- Given records
((

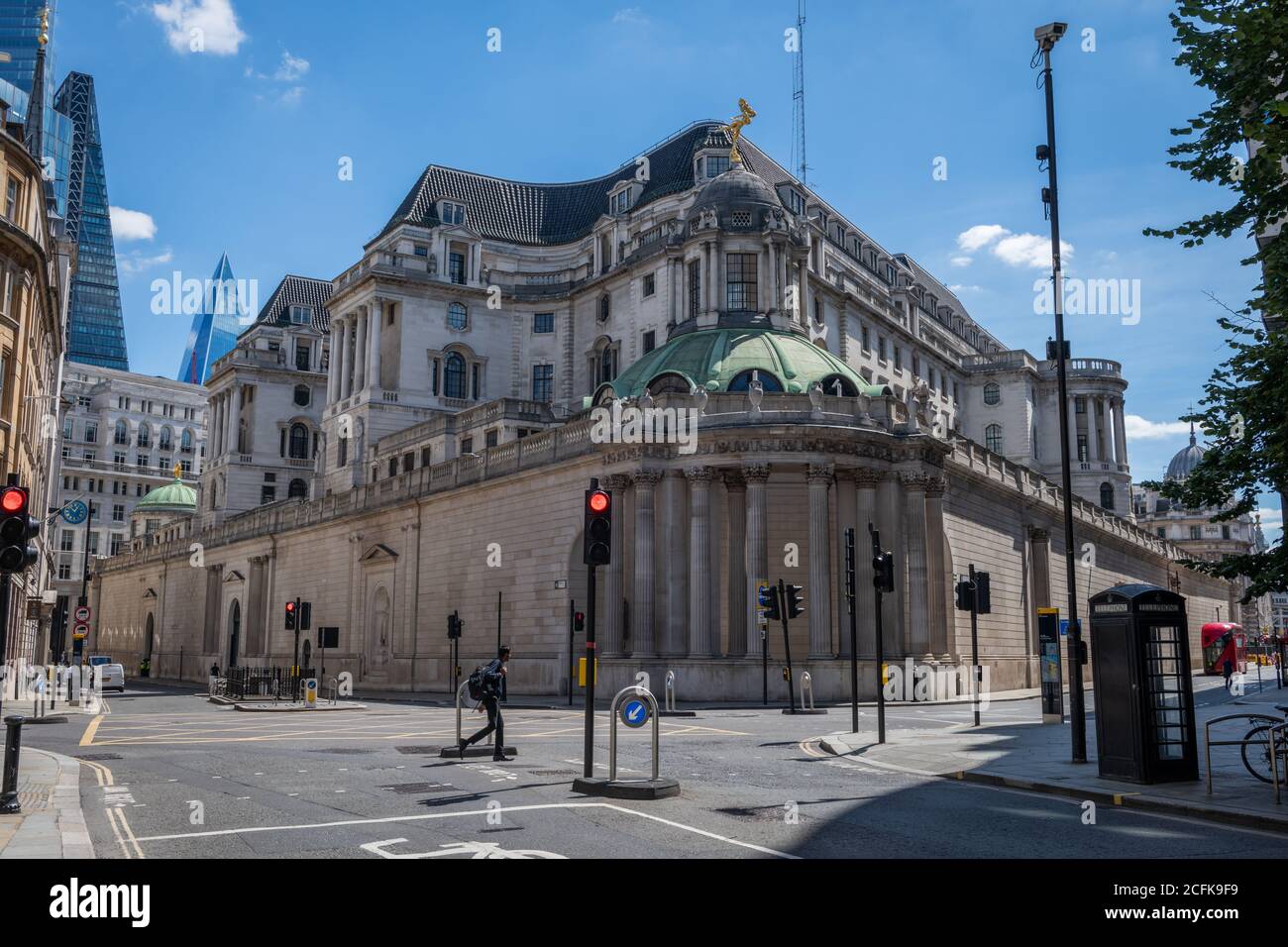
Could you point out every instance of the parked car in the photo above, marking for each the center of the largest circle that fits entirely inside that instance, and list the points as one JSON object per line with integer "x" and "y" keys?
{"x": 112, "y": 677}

))
((

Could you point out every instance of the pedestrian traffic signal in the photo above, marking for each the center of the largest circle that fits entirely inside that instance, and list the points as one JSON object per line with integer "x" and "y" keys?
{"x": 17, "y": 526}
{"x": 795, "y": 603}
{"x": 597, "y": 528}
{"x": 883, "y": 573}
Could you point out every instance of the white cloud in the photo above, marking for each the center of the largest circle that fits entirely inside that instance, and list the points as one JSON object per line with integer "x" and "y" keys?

))
((

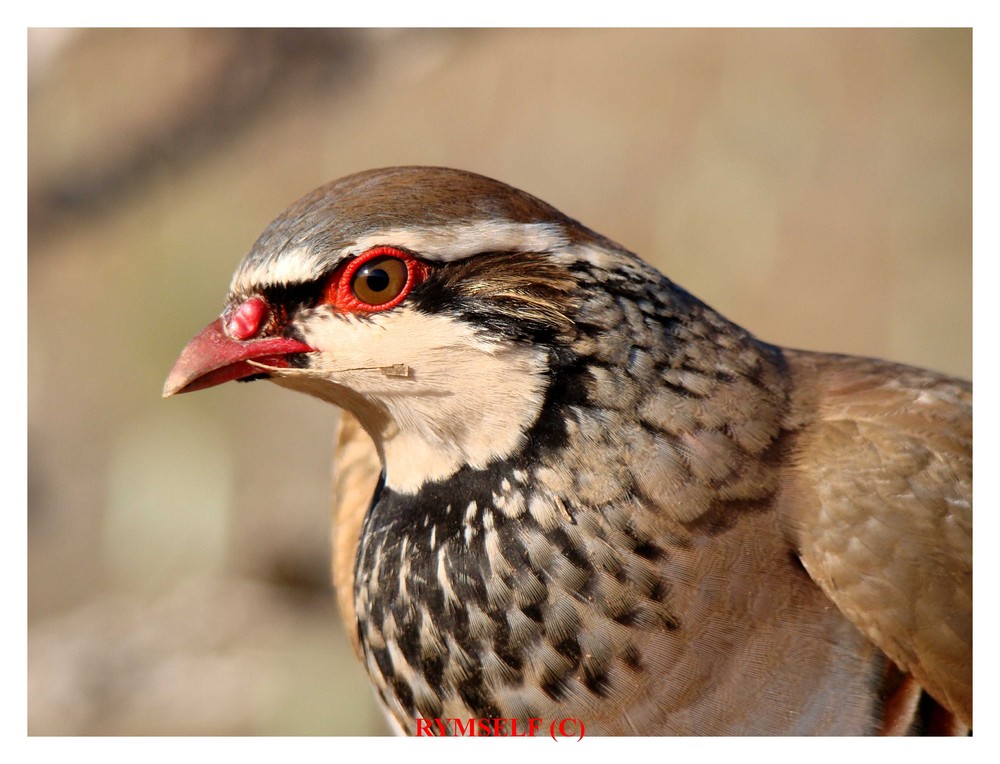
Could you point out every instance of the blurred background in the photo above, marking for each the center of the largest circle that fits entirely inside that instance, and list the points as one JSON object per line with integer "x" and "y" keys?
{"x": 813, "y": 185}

))

- Written exercise
Pick out each line of the material above that contains the word "integer", and copy every such line in full.

- Response to the exercise
Could you point out every instance of the parked car in the photo above, marking for each the center of the largest circle that fits entirely inside that instance, and list the points as one JSON object per line with integer "x" and "y" keys?
Could you point out every instance of the pedestrian traffic signal in the photo above, marking for each the center of the largest circle that fits entirely inside that instance, and list the points as one JSON object per line with integer "x" and "y" keys?
Could you point out every instance of the white cloud in the photo above, marking for each the center of the largest circle that fits entirely inside that instance, and list the points as one JSON object per line with integer "x" and "y" keys?
Could you point out every instance of the blurred background in the photo above, marking for each the center of the largest circle that fits entirely inside that instance, and list the points as one JSON object per line with integer "x" and "y" keys?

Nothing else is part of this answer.